INSTRUCTIONS TO FOLLOW.
Rescale the lines between the line holding "Target: **teeth**" and the line holding "79), (317, 79)]", inclusive, and write out only those lines, keeping their requests. Multiply each coordinate in the answers by 1.6, rounding to whole numbers with halves rounded up, and leave the numbers in the requests and their format samples unchanged.

TASK INPUT.
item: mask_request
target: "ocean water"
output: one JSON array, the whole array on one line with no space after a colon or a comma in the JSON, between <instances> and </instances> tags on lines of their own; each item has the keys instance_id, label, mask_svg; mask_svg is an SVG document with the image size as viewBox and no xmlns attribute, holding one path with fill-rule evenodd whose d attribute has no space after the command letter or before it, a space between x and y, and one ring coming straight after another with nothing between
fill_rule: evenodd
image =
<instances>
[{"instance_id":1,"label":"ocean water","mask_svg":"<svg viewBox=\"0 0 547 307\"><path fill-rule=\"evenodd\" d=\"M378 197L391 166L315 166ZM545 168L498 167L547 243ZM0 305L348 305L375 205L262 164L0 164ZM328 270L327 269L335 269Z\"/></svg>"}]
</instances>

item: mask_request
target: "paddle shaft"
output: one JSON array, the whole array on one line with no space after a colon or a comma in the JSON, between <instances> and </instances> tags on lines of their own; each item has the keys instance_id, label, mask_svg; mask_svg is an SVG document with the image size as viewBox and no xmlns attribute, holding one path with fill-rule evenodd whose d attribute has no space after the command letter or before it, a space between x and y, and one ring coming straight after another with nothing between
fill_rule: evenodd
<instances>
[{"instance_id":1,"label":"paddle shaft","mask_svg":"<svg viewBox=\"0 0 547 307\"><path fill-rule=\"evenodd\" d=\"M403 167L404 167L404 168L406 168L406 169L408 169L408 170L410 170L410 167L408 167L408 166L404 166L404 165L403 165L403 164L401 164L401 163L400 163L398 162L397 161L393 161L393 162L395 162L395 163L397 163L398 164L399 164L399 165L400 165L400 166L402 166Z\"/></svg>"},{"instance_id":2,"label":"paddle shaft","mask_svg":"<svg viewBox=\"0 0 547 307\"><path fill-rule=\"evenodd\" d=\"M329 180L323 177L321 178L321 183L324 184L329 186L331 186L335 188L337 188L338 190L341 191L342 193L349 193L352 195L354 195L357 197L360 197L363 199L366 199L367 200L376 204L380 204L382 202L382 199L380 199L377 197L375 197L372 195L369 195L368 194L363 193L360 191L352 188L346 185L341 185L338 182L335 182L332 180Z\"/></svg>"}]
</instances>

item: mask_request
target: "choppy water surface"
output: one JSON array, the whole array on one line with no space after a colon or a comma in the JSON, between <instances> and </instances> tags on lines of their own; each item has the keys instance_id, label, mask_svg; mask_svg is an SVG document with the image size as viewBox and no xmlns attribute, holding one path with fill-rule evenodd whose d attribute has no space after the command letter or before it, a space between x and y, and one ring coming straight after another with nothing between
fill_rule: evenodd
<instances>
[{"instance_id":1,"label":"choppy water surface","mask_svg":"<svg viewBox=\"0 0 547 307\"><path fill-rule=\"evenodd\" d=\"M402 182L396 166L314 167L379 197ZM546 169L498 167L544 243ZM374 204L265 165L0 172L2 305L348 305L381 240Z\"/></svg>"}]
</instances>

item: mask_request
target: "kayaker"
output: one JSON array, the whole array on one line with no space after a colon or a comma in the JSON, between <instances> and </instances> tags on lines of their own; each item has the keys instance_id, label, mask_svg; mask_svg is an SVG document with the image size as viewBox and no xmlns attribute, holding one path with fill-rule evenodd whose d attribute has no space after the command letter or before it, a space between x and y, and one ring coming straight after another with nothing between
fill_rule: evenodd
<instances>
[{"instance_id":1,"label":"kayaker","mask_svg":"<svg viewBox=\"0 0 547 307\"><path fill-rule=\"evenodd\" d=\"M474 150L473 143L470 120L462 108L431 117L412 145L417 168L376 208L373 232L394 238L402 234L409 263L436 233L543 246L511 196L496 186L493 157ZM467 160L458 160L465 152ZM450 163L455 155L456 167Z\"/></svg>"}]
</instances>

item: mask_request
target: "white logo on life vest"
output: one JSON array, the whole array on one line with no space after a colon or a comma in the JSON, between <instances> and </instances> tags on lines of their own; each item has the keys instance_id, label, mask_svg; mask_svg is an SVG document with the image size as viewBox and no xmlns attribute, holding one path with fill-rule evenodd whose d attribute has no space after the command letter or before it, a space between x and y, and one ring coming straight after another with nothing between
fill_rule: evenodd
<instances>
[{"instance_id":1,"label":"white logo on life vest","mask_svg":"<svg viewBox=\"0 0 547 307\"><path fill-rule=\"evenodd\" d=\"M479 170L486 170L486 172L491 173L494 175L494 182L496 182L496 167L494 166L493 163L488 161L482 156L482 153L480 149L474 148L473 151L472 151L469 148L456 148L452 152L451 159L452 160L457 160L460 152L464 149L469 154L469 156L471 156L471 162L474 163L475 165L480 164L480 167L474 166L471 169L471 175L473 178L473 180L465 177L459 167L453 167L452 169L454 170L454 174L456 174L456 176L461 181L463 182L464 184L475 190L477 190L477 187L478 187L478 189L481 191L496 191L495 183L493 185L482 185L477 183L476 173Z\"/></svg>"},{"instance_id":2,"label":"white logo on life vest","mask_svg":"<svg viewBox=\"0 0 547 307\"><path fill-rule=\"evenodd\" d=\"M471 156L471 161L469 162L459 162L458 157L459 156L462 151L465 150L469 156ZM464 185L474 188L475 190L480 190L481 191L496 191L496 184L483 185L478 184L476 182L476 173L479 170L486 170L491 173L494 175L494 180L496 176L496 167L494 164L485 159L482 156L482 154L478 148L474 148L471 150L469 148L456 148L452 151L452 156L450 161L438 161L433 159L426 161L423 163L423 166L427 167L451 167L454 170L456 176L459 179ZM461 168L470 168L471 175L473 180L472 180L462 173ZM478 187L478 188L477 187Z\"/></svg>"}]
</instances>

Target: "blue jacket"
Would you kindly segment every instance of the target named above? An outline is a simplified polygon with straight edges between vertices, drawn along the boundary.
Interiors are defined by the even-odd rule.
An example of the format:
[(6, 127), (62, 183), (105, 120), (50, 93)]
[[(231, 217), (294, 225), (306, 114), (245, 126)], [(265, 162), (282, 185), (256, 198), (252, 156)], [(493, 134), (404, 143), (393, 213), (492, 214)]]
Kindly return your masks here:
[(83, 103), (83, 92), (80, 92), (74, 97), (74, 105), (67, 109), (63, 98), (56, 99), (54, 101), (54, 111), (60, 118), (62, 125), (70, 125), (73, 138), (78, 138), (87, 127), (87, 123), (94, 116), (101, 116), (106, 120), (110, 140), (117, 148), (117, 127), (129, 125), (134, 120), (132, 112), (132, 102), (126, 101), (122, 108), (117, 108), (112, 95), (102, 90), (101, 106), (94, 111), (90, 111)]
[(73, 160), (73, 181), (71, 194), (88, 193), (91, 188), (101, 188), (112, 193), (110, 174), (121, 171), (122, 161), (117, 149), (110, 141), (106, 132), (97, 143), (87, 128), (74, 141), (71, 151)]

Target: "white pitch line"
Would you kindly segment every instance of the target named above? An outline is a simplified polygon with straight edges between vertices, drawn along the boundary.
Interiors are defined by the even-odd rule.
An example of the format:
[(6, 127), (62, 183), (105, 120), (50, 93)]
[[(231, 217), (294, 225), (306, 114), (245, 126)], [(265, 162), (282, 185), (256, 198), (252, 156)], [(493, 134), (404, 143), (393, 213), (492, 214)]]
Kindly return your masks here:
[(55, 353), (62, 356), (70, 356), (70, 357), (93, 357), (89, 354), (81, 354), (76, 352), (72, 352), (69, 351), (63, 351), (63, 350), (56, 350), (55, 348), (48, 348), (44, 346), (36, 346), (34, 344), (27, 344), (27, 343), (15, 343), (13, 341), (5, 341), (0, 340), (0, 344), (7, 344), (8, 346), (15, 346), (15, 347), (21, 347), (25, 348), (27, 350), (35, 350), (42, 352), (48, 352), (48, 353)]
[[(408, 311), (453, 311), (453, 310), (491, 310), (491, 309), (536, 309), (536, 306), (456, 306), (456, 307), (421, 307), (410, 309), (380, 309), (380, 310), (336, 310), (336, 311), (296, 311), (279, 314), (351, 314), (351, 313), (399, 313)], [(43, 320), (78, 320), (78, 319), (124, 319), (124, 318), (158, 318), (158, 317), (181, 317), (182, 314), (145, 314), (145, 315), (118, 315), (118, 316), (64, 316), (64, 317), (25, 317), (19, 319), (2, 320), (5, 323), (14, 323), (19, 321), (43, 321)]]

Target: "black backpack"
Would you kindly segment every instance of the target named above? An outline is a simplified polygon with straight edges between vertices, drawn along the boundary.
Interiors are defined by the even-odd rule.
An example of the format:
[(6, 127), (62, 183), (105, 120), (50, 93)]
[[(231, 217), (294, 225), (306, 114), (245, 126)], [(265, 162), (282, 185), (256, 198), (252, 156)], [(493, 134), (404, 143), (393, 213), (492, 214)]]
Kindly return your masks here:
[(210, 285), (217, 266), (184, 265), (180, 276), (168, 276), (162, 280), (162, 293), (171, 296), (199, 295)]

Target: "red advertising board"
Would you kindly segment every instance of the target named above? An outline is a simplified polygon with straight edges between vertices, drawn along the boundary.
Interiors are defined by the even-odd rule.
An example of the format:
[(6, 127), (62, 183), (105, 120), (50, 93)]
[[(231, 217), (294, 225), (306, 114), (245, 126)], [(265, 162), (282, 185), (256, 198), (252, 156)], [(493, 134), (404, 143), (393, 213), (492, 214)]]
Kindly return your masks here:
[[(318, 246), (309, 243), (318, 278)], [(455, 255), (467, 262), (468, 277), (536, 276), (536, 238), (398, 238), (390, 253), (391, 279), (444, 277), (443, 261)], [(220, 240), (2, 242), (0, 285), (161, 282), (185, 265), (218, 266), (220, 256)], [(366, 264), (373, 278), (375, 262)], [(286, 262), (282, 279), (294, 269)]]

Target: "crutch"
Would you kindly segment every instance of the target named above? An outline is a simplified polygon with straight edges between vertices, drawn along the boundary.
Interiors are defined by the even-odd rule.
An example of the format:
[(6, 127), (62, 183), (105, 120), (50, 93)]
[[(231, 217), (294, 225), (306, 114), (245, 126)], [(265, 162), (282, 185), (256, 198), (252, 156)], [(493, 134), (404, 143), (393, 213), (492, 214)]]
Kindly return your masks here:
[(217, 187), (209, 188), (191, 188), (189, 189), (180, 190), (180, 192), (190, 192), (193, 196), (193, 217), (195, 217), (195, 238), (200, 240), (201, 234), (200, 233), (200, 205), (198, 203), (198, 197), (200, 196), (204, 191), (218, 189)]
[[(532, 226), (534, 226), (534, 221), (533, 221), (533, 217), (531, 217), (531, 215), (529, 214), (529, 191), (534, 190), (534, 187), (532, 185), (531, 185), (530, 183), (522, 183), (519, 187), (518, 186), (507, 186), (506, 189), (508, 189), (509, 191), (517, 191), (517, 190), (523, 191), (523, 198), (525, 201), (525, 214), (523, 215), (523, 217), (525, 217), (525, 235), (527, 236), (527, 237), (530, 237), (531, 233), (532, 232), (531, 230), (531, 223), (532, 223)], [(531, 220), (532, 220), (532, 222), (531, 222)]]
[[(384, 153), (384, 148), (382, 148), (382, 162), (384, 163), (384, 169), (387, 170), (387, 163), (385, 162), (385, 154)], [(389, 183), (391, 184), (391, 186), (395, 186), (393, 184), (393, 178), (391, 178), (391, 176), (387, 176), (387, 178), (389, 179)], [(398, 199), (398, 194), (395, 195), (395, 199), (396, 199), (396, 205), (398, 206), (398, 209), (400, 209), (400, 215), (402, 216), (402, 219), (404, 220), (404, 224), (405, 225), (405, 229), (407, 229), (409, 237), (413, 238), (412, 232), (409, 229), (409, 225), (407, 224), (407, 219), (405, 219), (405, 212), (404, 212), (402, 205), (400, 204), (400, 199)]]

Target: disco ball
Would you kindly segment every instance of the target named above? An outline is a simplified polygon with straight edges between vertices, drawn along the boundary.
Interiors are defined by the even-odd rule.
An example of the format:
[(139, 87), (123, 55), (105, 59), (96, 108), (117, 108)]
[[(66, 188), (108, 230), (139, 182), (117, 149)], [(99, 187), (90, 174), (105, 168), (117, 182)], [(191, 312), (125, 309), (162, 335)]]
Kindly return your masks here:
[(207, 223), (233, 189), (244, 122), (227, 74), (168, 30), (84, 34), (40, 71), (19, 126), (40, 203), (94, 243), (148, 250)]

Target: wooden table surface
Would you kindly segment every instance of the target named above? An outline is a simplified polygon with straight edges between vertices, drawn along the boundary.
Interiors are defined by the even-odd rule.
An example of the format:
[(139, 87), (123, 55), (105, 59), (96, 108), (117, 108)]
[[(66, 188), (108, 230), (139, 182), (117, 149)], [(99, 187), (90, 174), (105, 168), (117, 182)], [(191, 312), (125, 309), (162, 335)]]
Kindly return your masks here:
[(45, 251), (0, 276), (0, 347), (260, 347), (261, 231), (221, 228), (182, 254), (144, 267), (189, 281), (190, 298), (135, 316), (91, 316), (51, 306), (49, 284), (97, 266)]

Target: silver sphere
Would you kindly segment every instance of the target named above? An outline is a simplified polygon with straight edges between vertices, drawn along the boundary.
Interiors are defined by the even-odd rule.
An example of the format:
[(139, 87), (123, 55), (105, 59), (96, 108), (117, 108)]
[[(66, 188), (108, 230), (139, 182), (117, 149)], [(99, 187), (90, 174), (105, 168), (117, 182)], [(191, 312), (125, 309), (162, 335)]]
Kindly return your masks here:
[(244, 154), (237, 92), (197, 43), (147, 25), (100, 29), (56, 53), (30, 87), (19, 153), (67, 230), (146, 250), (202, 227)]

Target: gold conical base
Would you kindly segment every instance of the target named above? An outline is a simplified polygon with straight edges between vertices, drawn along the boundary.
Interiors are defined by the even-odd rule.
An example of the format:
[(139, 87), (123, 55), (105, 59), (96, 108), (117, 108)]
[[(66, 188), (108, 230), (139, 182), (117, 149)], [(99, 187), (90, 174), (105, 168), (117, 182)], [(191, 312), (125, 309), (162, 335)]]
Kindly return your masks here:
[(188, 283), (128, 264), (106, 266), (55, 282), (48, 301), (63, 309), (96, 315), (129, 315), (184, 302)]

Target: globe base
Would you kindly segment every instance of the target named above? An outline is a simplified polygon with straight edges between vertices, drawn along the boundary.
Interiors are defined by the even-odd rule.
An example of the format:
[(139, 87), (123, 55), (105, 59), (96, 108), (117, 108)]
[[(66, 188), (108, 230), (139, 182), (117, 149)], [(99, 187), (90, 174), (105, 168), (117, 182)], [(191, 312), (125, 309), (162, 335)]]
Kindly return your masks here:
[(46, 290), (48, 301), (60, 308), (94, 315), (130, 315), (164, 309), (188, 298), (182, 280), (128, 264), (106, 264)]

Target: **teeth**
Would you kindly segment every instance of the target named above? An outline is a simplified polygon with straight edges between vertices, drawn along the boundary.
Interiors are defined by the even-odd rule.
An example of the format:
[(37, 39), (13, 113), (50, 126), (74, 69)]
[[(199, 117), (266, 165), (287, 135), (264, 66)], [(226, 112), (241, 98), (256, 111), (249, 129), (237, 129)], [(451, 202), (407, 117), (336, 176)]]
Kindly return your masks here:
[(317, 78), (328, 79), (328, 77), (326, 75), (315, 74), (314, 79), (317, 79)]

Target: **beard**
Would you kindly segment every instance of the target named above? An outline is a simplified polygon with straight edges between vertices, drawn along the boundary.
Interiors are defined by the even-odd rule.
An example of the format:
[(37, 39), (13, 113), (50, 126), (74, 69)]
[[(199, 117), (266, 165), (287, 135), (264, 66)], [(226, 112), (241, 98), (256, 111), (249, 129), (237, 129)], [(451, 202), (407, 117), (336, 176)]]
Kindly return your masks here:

THE REPLY.
Target: **teeth**
Would you kindly segment every instance of the target named above? An outline is a simplified polygon with straight edges between vertices, drawn along the boundary.
Interiors are defined by the even-odd rule.
An example of the format:
[(37, 39), (13, 113), (50, 126), (74, 69)]
[[(199, 117), (266, 165), (287, 135), (264, 66)], [(226, 112), (241, 98), (256, 111), (249, 129), (237, 129)], [(451, 202), (407, 117), (336, 176)]]
Kindly return your masks here:
[(507, 125), (525, 126), (525, 123), (522, 120), (504, 118), (502, 126), (507, 126)]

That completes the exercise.